Afdeling II Gevolgen van borgtocht tussen de schuldenaar en de borg
Artikel 2028
De borg die betaald heeft, heeft verhaal op de hoofdschuldenaar, hetzij de borgstelling met of buiten diens medeweten is geschied.
Dit verhaal heeft plaats zowel ten aanzien van de hoofdsom als ten aanzien van de interesten en de kosten; nochtans heeft de borg slechts verhaal voor de kosten die hij gemaakt heeft nadat hij aan de hoofdschuldenaar van de tegen hem gerichte vervolgingen heeft kennis gegeven.
De borg heeft ook verhaal tot vergoeding van schade, indien daartoe gronden bestaan.

Artikel 2029
De borg die de schuld betaald heeft, treedt in alle rechten die de schuldeiser had tegen de schuldenaar.

Artikel 2030
Wanneer verscheidene hoofdschuldenaars van een zelfde schuld hoofdelijk verbonden waren, heeft de borg die zich voor allen heeft borg gesteld, verhaal op ieder van hen, tot terugvordering van al hetgeen hij betaald heeft.

AANGELEVERDE GEGEVENS »
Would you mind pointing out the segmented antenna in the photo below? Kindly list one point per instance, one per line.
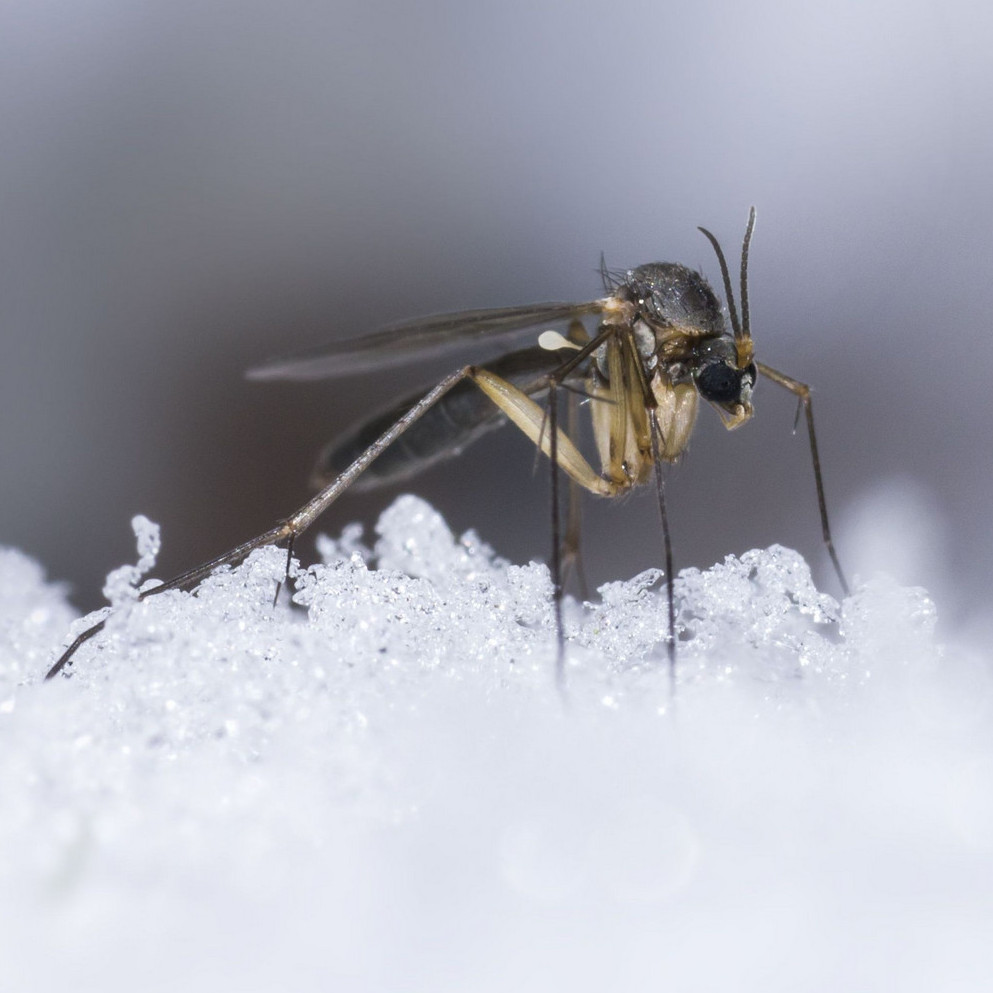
(728, 293)
(744, 274)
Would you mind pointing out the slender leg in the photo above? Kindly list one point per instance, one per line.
(519, 407)
(572, 553)
(670, 638)
(802, 392)
(556, 565)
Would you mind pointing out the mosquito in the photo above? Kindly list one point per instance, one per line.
(661, 345)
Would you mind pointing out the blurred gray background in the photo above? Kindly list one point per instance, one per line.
(190, 188)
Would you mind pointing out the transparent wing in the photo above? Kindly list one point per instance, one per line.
(419, 339)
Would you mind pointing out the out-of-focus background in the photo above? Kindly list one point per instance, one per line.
(190, 188)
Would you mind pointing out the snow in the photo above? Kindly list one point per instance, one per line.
(380, 787)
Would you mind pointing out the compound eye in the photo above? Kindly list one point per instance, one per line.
(719, 383)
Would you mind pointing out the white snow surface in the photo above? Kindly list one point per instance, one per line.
(381, 787)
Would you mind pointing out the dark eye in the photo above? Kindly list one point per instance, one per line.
(719, 382)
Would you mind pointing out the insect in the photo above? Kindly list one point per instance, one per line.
(661, 345)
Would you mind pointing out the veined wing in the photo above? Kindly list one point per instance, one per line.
(420, 338)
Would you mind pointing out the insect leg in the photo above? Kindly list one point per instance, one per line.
(518, 407)
(572, 557)
(670, 638)
(294, 525)
(802, 392)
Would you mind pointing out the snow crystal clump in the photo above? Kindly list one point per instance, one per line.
(377, 784)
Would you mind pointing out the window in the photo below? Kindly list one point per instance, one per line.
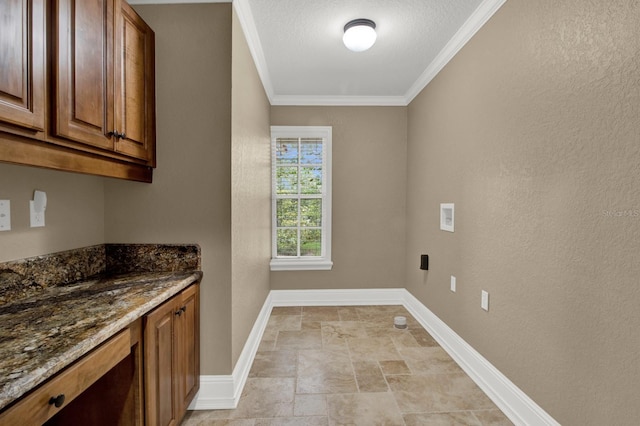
(301, 198)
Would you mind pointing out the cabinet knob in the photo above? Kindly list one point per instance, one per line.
(57, 400)
(117, 134)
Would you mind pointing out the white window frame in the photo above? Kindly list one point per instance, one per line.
(303, 263)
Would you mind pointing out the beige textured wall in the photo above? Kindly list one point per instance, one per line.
(250, 193)
(369, 185)
(74, 216)
(189, 200)
(532, 130)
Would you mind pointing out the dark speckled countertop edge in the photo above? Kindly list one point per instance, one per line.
(15, 389)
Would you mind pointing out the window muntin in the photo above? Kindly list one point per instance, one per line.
(301, 197)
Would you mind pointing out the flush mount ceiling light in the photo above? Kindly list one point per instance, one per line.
(359, 34)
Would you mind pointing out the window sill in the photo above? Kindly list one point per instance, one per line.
(301, 265)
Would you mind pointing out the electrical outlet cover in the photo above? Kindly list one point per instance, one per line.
(37, 218)
(484, 302)
(5, 215)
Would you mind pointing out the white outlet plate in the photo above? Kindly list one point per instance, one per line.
(37, 219)
(447, 216)
(484, 302)
(5, 215)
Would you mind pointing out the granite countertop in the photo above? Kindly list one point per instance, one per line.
(43, 332)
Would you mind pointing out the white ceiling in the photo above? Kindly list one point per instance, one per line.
(297, 46)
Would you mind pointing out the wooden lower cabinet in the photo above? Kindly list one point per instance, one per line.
(172, 358)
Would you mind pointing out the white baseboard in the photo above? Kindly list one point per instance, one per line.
(223, 392)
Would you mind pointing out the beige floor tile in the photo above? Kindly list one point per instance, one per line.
(423, 338)
(492, 418)
(404, 340)
(430, 393)
(325, 371)
(281, 323)
(293, 421)
(284, 322)
(319, 366)
(366, 409)
(394, 367)
(310, 324)
(274, 364)
(266, 397)
(302, 339)
(369, 377)
(373, 349)
(429, 360)
(459, 418)
(337, 332)
(286, 310)
(267, 345)
(320, 313)
(310, 405)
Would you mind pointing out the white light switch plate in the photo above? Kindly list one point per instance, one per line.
(5, 215)
(37, 219)
(484, 302)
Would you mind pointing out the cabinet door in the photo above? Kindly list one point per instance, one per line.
(188, 340)
(160, 366)
(84, 71)
(22, 76)
(135, 86)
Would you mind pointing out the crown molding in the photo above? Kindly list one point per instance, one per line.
(243, 10)
(133, 2)
(315, 100)
(471, 26)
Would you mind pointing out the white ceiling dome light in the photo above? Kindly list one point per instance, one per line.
(359, 34)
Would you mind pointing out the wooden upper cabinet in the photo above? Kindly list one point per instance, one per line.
(135, 87)
(105, 86)
(84, 71)
(22, 60)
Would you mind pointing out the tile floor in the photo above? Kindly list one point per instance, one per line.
(350, 366)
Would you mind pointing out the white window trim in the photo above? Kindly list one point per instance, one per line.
(321, 263)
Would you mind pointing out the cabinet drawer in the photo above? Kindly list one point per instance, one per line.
(38, 406)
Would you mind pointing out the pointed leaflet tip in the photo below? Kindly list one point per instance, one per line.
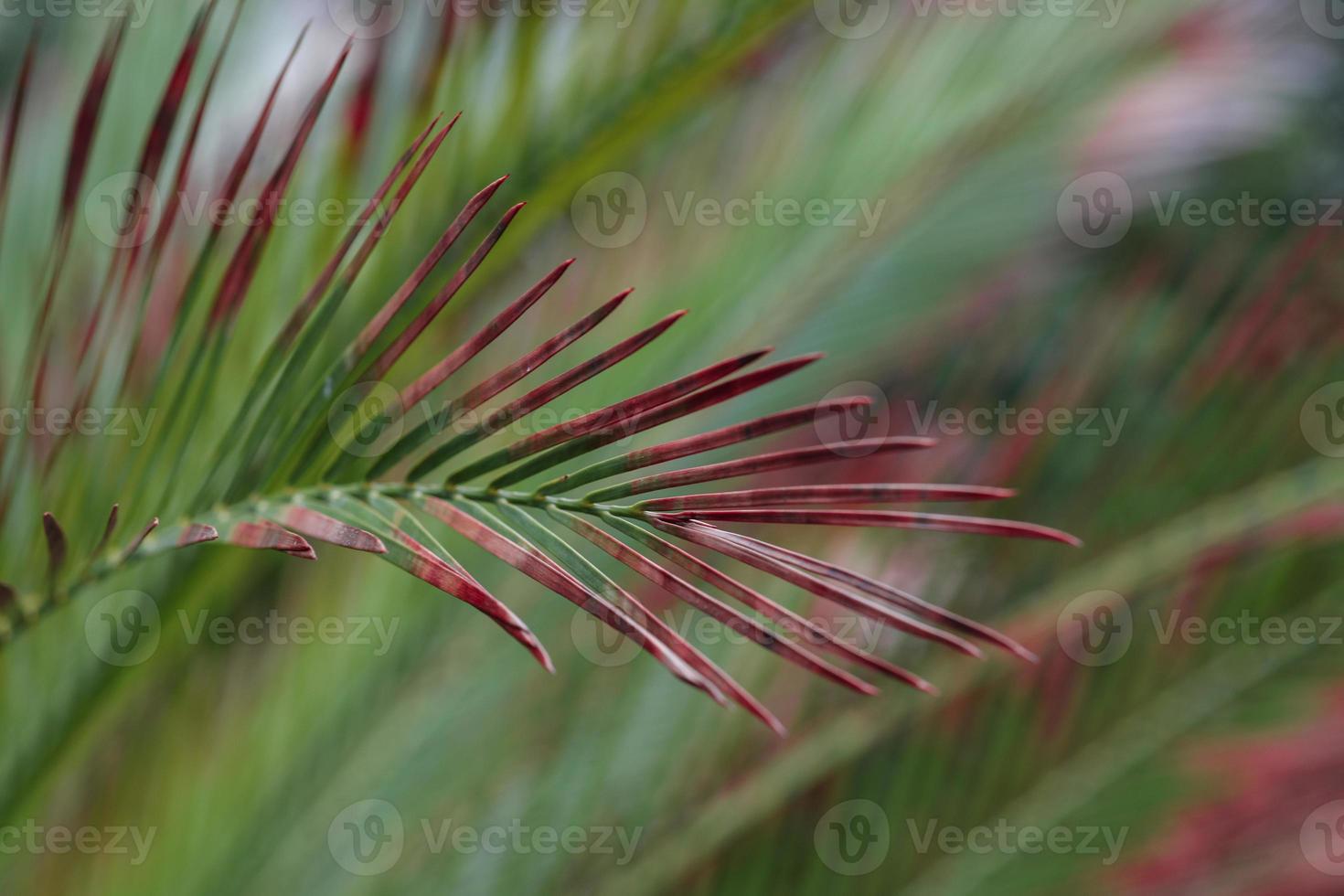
(56, 544)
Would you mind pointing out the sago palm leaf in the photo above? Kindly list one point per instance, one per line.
(323, 449)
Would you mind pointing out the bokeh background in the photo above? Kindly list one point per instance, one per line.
(1035, 175)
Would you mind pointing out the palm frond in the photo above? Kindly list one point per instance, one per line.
(302, 468)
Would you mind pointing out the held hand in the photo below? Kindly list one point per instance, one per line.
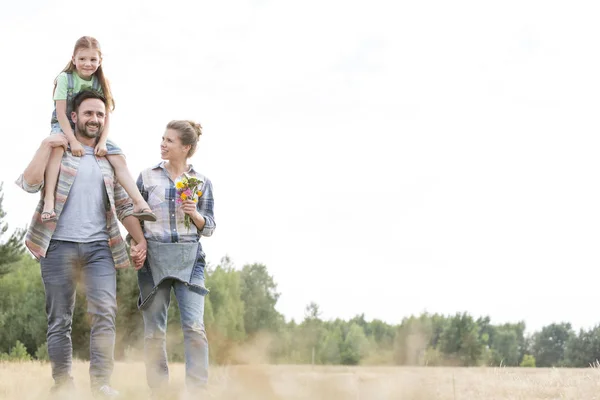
(138, 254)
(57, 141)
(189, 207)
(77, 149)
(100, 149)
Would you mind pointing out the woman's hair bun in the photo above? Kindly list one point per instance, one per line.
(197, 127)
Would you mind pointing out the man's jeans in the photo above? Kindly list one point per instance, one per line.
(66, 265)
(191, 307)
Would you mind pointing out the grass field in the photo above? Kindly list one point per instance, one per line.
(27, 381)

OPDRACHTEN »
1. Neem uit de tekst over borgtocht letterlijk het stuk over van "Dit verhaal heeft" tot en met "daartoe gronden bestaan.".
2. In welke rechten treedt volgens artikel 2029 van de tekst over borgtocht de borg die de schuld betaald heeft?
3. Schrijf een vervolg op de tekst over borgtocht dat aansluit op de laatste zin van artikel 2030.
De gegevens staan los van de tekst over borgtocht.

ANTWOORDEN OP VOLGORDE »
1.
Dit verhaal heeft plaats zowel ten aanzien van de hoofdsom als ten aanzien van de interesten en de kosten; nochtans heeft de borg slechts verhaal voor de kosten die hij gemaakt heeft nadat hij aan de hoofdschuldenaar van de tegen hem gerichte vervolgingen heeft kennis gegeven.
De borg heeft ook verhaal tot vergoeding van schade, indien daartoe gronden bestaan.

2. In alle rechten die de schuldeiser had tegen de schuldenaar.

3.
Artikel 2031
De borg die een eerste maal betaald heeft, heeft geen verhaal op de hoofdschuldenaar die een tweede maal betaald heeft, wanneer hij de laatstgenoemde van de door hem gedane betaling geen kennis heeft gegeven; behoudens zijn recht op terugvordering tegen de schuldeiser.
Wanneer de borg betaald heeft zonder te zijn vervolgd en zonder de hoofdschuldenaar daarvan kennis te hebben gegeven, heeft hij geen verhaal op hem, ingeval die schuldenaar op het ogenblik van de betaling gronden mocht hebben gehad om te doen verklaren dat de schuld teniet was; behoudens zijn recht op terugvordering tegen de schuldeiser.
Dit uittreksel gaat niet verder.